*The task:*
Count the lines in the records below that contain the string "saluting", treating uppercase and lowercase as different. Reply with the number only.

*Provided entries:*
▬▬▬▬▬▬▬▬▬▬

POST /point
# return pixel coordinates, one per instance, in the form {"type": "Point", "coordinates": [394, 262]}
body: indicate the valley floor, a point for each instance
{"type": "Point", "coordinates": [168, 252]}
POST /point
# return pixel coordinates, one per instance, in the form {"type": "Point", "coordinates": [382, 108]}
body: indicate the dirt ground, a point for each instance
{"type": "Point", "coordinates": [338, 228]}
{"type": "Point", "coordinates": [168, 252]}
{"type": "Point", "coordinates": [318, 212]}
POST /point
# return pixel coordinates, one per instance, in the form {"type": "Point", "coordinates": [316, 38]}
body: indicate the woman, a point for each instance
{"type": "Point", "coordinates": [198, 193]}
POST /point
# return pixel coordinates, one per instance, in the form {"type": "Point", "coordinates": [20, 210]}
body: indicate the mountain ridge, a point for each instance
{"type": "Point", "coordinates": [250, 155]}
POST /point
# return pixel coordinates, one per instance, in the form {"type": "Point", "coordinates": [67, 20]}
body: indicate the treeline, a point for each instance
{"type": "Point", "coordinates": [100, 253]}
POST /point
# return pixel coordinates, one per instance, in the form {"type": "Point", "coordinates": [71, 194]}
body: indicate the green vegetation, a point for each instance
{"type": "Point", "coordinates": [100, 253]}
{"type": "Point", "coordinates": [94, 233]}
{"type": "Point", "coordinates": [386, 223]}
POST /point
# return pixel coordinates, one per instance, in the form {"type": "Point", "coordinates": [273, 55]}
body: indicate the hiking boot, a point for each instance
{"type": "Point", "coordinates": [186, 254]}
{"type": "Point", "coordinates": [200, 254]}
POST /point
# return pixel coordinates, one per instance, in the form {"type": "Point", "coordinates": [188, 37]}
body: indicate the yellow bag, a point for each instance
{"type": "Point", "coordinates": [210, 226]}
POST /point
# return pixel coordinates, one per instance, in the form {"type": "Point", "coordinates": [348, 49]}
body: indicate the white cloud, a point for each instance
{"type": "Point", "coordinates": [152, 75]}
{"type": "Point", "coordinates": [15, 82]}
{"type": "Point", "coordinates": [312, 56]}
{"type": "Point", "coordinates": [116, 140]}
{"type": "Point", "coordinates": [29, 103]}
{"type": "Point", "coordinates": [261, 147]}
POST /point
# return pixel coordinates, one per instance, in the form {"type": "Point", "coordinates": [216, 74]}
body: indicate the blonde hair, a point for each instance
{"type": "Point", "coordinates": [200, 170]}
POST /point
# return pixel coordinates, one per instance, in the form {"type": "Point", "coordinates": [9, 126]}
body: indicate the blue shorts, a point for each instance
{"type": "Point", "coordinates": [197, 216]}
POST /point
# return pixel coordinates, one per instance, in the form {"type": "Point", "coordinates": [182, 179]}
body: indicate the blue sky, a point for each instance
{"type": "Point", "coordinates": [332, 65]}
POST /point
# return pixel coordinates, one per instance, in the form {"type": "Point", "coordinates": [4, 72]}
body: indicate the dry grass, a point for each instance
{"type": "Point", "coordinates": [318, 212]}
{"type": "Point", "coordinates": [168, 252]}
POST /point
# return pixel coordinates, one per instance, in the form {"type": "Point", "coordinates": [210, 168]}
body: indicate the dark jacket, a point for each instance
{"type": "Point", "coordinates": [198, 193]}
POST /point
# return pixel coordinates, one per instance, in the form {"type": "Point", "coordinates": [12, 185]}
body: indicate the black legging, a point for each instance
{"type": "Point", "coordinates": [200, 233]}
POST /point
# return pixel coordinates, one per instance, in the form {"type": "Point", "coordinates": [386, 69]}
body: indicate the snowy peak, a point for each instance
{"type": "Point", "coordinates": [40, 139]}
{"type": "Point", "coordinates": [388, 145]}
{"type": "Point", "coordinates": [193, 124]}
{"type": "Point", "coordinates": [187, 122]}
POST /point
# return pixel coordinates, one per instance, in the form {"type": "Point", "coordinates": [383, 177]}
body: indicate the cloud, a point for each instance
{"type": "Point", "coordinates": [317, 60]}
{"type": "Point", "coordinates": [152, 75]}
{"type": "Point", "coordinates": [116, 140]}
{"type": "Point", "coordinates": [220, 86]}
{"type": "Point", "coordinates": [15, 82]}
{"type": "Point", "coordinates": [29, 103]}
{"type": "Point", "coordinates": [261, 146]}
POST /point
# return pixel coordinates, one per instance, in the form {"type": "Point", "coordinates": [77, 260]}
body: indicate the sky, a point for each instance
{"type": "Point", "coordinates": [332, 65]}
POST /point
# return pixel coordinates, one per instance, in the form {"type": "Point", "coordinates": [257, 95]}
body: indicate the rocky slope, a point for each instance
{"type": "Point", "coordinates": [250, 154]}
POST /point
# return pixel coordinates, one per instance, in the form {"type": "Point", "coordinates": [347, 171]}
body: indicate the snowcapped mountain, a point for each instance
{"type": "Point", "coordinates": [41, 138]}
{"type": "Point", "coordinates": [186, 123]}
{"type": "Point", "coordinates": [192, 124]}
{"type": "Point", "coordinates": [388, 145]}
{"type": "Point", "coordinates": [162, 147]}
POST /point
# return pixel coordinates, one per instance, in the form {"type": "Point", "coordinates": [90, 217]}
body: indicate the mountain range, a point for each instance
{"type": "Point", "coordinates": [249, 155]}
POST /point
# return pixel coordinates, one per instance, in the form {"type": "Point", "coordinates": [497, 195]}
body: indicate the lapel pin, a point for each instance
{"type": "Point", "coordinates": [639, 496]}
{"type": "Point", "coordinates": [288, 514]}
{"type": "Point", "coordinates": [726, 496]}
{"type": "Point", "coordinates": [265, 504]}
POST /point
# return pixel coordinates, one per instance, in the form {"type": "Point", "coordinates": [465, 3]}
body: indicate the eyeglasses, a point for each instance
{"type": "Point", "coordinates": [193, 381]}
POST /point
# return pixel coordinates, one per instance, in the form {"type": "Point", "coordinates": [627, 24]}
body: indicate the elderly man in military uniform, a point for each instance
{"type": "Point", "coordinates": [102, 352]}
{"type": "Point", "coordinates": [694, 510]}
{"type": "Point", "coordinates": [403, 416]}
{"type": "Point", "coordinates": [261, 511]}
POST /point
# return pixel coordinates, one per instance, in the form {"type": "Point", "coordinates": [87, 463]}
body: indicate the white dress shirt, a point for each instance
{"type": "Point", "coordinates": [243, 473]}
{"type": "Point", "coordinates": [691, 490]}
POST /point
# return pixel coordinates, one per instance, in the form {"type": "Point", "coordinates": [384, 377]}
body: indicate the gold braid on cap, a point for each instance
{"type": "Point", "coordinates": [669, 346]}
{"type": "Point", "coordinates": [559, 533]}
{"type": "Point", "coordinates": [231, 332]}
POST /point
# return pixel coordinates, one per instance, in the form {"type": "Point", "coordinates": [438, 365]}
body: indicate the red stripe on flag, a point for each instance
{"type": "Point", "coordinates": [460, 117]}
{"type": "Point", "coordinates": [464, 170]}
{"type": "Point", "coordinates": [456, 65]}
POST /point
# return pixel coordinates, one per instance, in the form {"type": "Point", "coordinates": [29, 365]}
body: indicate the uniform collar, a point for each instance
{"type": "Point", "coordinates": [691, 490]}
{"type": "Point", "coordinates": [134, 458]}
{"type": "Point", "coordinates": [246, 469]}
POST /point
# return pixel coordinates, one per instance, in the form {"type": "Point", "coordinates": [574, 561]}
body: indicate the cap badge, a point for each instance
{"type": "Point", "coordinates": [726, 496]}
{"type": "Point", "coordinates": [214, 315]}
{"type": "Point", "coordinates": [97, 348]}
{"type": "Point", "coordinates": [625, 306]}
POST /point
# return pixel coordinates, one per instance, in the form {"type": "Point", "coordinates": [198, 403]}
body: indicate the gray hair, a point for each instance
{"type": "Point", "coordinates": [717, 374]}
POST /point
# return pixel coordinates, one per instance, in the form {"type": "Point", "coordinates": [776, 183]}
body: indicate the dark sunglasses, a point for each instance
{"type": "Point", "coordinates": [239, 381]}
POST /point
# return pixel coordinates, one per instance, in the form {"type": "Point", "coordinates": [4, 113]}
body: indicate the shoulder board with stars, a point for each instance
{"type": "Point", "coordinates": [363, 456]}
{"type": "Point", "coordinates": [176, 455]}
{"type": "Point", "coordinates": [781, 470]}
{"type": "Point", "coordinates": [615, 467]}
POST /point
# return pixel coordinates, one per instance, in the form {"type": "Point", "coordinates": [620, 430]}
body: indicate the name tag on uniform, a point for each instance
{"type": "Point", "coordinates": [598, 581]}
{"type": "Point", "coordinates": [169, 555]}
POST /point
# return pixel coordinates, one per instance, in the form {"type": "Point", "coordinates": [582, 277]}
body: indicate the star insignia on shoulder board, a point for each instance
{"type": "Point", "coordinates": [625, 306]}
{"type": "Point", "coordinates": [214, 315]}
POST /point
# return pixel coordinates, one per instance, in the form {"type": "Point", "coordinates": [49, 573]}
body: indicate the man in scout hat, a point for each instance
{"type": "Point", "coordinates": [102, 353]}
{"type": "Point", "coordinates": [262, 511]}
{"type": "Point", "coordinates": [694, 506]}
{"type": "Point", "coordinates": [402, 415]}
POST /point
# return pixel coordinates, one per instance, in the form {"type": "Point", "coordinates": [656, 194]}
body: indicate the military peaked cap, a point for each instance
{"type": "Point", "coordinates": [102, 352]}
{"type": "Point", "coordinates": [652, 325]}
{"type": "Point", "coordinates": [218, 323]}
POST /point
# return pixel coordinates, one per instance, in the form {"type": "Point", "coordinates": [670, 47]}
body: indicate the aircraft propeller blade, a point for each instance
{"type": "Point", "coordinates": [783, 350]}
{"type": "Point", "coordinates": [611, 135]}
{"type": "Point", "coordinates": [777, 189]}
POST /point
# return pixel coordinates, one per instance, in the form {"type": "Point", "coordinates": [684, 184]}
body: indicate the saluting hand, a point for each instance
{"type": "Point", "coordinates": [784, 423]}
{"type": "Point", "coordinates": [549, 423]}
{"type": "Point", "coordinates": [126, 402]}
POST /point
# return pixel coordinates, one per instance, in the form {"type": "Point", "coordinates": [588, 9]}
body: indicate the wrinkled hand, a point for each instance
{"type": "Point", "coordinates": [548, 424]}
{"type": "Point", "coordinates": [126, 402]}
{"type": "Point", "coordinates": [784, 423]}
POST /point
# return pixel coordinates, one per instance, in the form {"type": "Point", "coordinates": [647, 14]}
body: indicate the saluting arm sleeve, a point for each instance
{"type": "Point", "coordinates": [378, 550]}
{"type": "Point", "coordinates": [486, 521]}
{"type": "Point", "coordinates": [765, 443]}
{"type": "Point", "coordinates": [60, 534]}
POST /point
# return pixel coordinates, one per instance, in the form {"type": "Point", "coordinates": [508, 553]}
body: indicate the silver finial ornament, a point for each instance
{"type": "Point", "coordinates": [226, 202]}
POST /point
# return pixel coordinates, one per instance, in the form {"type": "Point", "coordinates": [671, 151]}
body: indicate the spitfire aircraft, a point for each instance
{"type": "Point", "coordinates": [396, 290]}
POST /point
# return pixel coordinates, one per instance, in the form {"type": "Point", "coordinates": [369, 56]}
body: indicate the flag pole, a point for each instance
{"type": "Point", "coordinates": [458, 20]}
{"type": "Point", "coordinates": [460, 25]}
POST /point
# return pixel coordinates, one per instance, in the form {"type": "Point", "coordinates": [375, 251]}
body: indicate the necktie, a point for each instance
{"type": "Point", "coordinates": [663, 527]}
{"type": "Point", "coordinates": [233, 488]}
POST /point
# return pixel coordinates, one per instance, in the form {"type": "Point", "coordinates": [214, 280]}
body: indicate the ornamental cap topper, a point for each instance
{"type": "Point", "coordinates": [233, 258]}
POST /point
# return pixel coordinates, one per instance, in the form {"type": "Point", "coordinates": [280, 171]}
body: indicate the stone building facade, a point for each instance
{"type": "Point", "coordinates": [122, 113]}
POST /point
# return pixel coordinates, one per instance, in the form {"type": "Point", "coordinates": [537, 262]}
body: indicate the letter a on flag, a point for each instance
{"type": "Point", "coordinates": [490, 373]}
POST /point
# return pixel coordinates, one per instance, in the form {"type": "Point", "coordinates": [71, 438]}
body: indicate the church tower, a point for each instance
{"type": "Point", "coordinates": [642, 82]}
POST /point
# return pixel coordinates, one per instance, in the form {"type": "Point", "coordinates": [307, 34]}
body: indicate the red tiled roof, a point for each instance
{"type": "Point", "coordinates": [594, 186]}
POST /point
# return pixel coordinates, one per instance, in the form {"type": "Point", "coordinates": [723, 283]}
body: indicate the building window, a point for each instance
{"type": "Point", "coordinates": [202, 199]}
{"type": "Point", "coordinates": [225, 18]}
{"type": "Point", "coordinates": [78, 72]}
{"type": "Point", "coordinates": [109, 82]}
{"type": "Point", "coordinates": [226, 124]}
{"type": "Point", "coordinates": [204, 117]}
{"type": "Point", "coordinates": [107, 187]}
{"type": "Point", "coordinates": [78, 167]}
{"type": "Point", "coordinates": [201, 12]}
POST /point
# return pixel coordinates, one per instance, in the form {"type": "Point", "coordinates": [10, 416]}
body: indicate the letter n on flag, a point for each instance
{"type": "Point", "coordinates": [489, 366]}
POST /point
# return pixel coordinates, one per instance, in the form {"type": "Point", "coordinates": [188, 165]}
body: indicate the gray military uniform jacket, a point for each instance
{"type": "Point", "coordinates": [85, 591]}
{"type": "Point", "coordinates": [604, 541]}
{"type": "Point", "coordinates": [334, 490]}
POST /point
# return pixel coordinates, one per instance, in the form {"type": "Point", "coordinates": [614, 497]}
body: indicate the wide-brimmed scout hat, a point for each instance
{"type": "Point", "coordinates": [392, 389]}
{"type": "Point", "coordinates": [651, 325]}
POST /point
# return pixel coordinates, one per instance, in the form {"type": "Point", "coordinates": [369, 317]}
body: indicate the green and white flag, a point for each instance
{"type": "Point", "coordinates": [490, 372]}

▬▬▬▬▬▬▬▬▬▬

*Output:*
2